Below are records to be repeated exactly. Leave their pictures behind.
━━━━━ DATA FOR THIS TASK ━━━━━
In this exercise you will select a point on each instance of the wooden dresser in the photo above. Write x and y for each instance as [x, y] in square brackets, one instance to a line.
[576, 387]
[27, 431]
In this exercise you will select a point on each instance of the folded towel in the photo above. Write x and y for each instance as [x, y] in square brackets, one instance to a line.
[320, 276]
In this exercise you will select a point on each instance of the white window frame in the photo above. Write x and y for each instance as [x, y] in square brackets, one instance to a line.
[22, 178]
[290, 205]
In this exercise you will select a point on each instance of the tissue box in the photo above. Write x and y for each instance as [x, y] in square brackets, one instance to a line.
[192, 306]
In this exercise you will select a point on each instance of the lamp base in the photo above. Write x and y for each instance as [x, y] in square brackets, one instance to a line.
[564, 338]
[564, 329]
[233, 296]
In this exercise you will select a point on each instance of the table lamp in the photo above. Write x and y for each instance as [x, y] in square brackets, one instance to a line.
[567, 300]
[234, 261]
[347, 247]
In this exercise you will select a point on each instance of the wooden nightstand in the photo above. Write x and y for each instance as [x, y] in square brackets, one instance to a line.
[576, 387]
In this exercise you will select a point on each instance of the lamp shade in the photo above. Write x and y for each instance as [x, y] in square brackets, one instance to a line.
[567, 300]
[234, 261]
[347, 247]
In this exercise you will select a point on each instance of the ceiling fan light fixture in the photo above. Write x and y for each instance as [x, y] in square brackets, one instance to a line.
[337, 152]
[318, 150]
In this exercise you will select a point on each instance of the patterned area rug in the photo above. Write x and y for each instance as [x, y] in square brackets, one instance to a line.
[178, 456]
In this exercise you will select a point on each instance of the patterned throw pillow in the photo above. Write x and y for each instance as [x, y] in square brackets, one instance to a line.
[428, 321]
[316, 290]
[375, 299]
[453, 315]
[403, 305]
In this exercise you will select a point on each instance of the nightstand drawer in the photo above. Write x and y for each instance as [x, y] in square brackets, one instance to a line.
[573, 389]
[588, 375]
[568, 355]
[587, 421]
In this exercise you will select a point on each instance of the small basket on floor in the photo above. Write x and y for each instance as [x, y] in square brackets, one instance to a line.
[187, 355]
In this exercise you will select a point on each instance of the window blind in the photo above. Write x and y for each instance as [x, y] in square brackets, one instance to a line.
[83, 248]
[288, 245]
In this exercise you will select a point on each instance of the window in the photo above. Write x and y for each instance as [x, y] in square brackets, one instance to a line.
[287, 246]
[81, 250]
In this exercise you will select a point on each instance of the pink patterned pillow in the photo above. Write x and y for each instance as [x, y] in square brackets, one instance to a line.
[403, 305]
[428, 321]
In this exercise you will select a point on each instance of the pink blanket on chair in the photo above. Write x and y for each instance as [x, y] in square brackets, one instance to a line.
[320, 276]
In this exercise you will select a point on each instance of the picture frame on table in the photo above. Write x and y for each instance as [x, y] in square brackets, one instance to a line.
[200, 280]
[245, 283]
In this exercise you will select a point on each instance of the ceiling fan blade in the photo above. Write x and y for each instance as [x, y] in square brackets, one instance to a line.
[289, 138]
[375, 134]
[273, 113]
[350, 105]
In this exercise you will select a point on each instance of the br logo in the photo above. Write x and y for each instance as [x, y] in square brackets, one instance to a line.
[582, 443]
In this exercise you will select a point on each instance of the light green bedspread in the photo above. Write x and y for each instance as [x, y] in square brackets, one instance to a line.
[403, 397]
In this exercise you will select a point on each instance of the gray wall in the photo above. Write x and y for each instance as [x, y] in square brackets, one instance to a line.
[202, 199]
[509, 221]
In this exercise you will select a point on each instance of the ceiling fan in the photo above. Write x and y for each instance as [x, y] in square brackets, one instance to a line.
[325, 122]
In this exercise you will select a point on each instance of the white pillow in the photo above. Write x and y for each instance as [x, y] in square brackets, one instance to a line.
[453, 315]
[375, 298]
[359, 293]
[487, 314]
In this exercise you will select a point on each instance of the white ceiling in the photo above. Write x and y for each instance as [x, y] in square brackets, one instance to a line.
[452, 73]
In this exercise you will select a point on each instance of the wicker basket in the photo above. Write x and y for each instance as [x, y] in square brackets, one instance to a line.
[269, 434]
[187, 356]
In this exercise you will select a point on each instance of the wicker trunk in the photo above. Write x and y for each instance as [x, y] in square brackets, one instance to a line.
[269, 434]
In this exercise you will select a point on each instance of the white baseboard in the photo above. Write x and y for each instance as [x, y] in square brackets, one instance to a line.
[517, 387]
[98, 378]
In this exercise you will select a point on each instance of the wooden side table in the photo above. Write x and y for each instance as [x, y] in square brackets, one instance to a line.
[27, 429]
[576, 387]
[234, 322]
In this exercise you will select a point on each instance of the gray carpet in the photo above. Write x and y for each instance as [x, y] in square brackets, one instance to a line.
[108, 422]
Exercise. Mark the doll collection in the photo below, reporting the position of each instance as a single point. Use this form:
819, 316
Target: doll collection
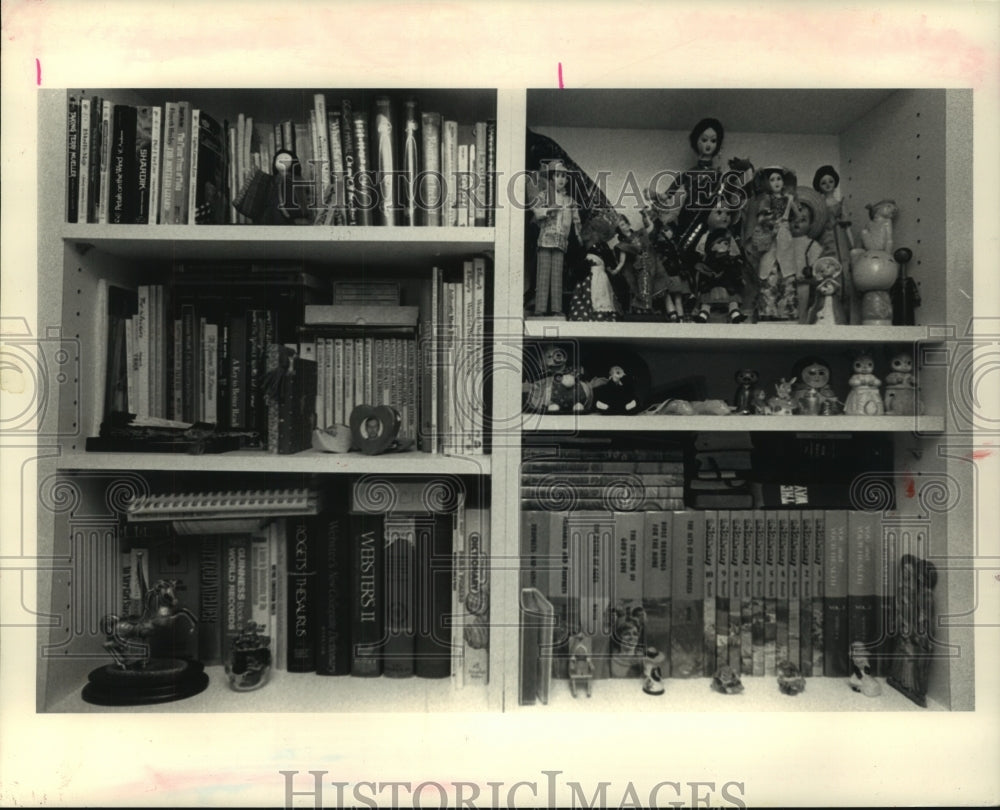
721, 242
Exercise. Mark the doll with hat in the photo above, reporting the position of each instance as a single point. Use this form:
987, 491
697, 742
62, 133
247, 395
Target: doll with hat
557, 215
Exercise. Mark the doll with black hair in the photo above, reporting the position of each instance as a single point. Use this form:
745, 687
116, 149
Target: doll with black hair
719, 277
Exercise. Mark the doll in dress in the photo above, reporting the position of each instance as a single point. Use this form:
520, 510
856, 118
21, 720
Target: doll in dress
864, 398
557, 216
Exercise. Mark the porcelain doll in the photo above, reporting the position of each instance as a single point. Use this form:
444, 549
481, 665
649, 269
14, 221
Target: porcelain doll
864, 398
813, 394
827, 308
719, 277
557, 216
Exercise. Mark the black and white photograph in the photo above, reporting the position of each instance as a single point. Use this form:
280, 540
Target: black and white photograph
489, 405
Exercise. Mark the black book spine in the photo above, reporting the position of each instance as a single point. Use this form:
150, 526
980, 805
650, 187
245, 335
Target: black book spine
303, 544
367, 593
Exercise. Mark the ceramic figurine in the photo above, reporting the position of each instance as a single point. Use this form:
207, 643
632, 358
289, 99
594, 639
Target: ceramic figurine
557, 215
902, 398
864, 398
719, 277
827, 308
725, 681
652, 676
912, 646
746, 393
782, 404
790, 680
594, 298
812, 394
861, 679
615, 395
581, 666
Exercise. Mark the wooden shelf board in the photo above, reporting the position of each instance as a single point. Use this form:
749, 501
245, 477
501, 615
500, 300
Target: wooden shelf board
690, 333
535, 423
205, 242
309, 461
307, 692
760, 694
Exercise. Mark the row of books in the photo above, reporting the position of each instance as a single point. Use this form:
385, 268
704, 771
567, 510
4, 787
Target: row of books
744, 588
345, 590
177, 164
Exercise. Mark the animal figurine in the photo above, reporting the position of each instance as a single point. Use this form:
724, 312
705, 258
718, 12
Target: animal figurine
864, 398
746, 380
861, 679
161, 609
652, 675
790, 680
581, 666
725, 681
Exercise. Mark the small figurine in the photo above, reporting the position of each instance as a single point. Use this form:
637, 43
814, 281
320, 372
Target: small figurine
719, 277
813, 395
581, 666
556, 214
827, 308
864, 398
615, 394
652, 677
746, 393
861, 679
782, 404
790, 680
877, 234
912, 643
725, 681
593, 298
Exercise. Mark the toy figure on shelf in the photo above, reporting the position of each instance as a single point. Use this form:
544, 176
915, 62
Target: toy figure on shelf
864, 398
912, 642
719, 277
827, 308
556, 214
581, 665
652, 676
812, 394
746, 393
615, 394
861, 679
593, 298
901, 395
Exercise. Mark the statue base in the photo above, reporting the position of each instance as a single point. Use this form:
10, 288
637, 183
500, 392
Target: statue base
161, 680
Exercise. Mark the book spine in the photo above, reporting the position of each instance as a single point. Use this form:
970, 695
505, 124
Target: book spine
━━━━━
> **REPLY**:
In this exercise you will select a point on each instance of the wooden dresser in the photo above. Write x and y for each instance as [x, y] in square brackets, one instance to a line.
[576, 387]
[27, 431]
In this exercise you will select a point on each instance of the folded towel in the photo above. Write x and y for each instance as [x, y] in square brackets, one instance to a line.
[320, 276]
In this exercise you will select a point on each instance of the white window frame in the photo above. Write x and y for each instance as [x, y] in square brackets, one instance to a line.
[22, 178]
[290, 205]
In this exercise you will select a point on each instance of the tissue box in the photo above. Write x and y for each instance as [x, y] in square brackets, one instance to a line.
[192, 306]
In this exercise you will select a point on each instance of the lamp base in the photo above. Write x and y for each instance as [x, y] in square brackets, one instance to a line.
[564, 338]
[564, 329]
[233, 296]
In this exercise you will select a point on each instance of the table lamp in the photo above. Write x and y for each instance as [x, y] in square brackets, one instance to a line.
[567, 300]
[234, 261]
[347, 247]
In this exercise you will select a point on each instance of the wooden nightstand in the photo above. Write x and y for each instance as [x, y] in square brackets, one instance to a line.
[576, 387]
In this exercise you will select a point on each instance of the lamp shade in the photo above. Write x and y for each instance as [x, y] in square brackets, one instance to a line.
[567, 300]
[234, 261]
[347, 247]
In this exercise you will select a point on each instance of the ceiling fan light fixture in the photo above. Write x and y for each instance as [x, y] in square brackets, one instance to a line.
[337, 152]
[318, 150]
In this exercise you will select a point on each instance of the patterned area rug in the photo above. Write x and y for each instance as [x, y] in square brackets, one instance to a line.
[178, 456]
In this exercise you will select a point on each instance of the patterned throw pillow in the photo above. Write x and y for each instance as [x, y] in square brackets, one instance to a line.
[428, 321]
[316, 290]
[375, 299]
[453, 315]
[403, 305]
In this exercise you will select a point on each instance of the nightstand drawer in the photo above. Write x and y for each instance as [x, y] in square brackets, one instance to a line.
[573, 389]
[588, 375]
[568, 355]
[587, 421]
In this exercise you will select a point on each instance of the small basket on floor in the photo above. Write x and y for each instance as [x, y] in square brackets, one instance to a line.
[187, 355]
In this exercise you will select a point on each instance of the window blind in the photo above. Write x and y for each instance as [x, y] in square brackets, one instance to a line.
[83, 248]
[288, 245]
In this exercise you will select a point on each instance of the window in the photo above. Write x and y for each instance as [x, y] in square brackets, one instance to a line.
[287, 246]
[81, 250]
In this exercise you will select a point on each instance of the pink patterned pillow in the photo above. Write x and y for each instance as [x, y] in square brackets, one instance to a line.
[403, 305]
[428, 321]
In this exercise you will select a point on each instance of the pink blanket on chair in the photo above. Write x and y for each instance as [x, y] in square brackets, one instance to a line.
[320, 276]
In this exercise you will select a point on each instance of the picture frame on table in the photo above. Write x and y for each instance as [x, y] in square brackets, one instance to a line.
[200, 280]
[245, 283]
In this exercise you will select a point on each instance of the ceiling fan blade in the photo above. Write x and y for each instance as [x, y] in square brackets, one instance to a line.
[289, 138]
[375, 134]
[273, 113]
[350, 105]
In this exercise you will select a point on each instance of the br logo in the photo above. Write x and y for each instance as [x, y] in square brackets, one instance to a line.
[582, 443]
In this exercise you will select a point on each instance of the light green bedspread in the photo above. Write x and y for each instance as [x, y] in square brackets, one instance to a line.
[403, 397]
In this exercise you will select a point on each instance of the gray wall in the photo above. Write x and y for each instance as [x, y] in square brackets, one instance to a line.
[202, 199]
[509, 221]
In this exercise you will select a point on each instance of the ceiling fan in the photo above. Write x and y for each instance as [x, y] in square brackets, one instance to a line.
[325, 122]
In this exercise you will select a point on each instance of the white pillow in the photo above. Write x and y for each instance as [x, y] in square brackets, one instance to a line.
[453, 315]
[375, 298]
[359, 293]
[487, 314]
In this exercise you will select a point on each instance of the white ceiling in the photo above. Write x and y for each instance as [x, y] in square brackets, one instance to a line.
[452, 73]
In this exercise you will select a point on each instance of the wicker basket in the photo above. Write x and y for each instance as [x, y] in square brackets, one instance to a line.
[269, 434]
[187, 356]
In this exercise you will select a point on each instance of the wicker trunk in the photo above. Write x and y for each instance as [x, y] in square brackets, one instance to a line.
[269, 434]
In this exercise you will select a point on each instance of the white baseboard in the photo above. Write x and y for each instance as [x, y] in square brackets, one instance to a line.
[517, 387]
[98, 378]
In this exercise you will select a point on each instance of the wooden side table in the photo above. Write x and y for each instance as [x, y] in square brackets, one instance to a line.
[27, 429]
[576, 387]
[234, 322]
In this exercise you will select a point on each instance of the gray carpet in the photo above. Write x and y for each instance as [x, y] in square brackets, one instance to a line.
[108, 422]
Exercise. Mark the doll collection in the photo below, reporting the position of each instance as a single point. Use this form:
819, 316
Target: doll collection
721, 242
Exercise. Mark the doll with hat in the photo above, reporting the position of each instance as a single point. Use this form:
987, 491
697, 742
62, 133
247, 395
Target: doll with hat
557, 215
Exercise. Mark the doll with black hair in the photo above, reporting the position of each instance as a single point. Use this form:
745, 687
116, 149
Target: doll with black hair
719, 277
Exercise. Mark the doll in dress in the photo above, reporting the position of each instance as a single point. Use this form:
520, 510
856, 118
21, 720
Target: doll in dress
864, 398
557, 216
Exercise. Mark the porcelain doll in the photo above, reporting the position of each instance as a single point. Use this form:
444, 549
481, 665
649, 269
14, 221
Target: porcelain doll
864, 398
813, 394
827, 308
719, 277
557, 216
Exercise. Mark the black and white photograph in the photo above, reporting the position of each instance as a single point. Use this form:
280, 540
Target: black and white photograph
489, 405
Exercise. Mark the black book spine in the photo above, reporting the position of each instance as a single point. Use this form:
150, 526
980, 805
650, 187
245, 335
Target: black book spine
303, 544
367, 593
Exercise. Mark the ceramic figurine in the photo above, reporting the position of each instance as a single point. Use this form:
207, 643
632, 358
289, 99
594, 639
Target: ceramic figurine
557, 215
902, 398
864, 398
719, 277
827, 308
725, 681
652, 676
912, 646
746, 393
782, 404
790, 680
594, 298
812, 394
861, 679
615, 395
581, 666
Exercise. Mark the wooden shelf board in the photo above, reporting the position of each instance as a single point. Use this form:
749, 501
245, 477
501, 615
500, 300
Target: wooden shelf board
690, 333
535, 423
205, 242
309, 461
307, 692
760, 694
Exercise. Mark the row of books in the photo above, reporting the position of each instance as a single point. Use this form:
385, 268
704, 771
567, 510
4, 787
Target: row of books
744, 588
345, 590
177, 164
Exercise. Mark the animal figurine in the photo above, reporting the position of each instance as a single point. Use this form:
724, 312
705, 258
718, 12
Target: animal figurine
864, 398
746, 380
861, 679
161, 609
652, 675
790, 680
581, 666
725, 681
Exercise. Mark the small figurine in the photo above, reporting the position of each instance as a single point. Use this form:
637, 43
814, 281
320, 372
Target: small figurine
719, 277
813, 395
581, 666
556, 214
827, 308
864, 398
615, 394
652, 677
746, 393
861, 679
782, 404
790, 680
877, 234
912, 643
725, 681
593, 298
Exercise. Mark the toy figure on shelf in the photo above, reporting the position of each instance as a single point. Use this form:
544, 176
915, 62
Target: toy figure on shelf
864, 398
912, 642
719, 277
827, 308
556, 214
581, 665
652, 676
812, 394
746, 393
615, 394
861, 679
593, 298
901, 395
Exercise. Mark the statue base in the photo above, reporting the position of each instance as a single point. Use this form:
10, 288
637, 183
500, 392
Target: statue base
161, 680
Exercise. Mark the book spine in the photo above, reporting the position of each instance as a single point. Use this form:
970, 695
505, 124
Target: book spine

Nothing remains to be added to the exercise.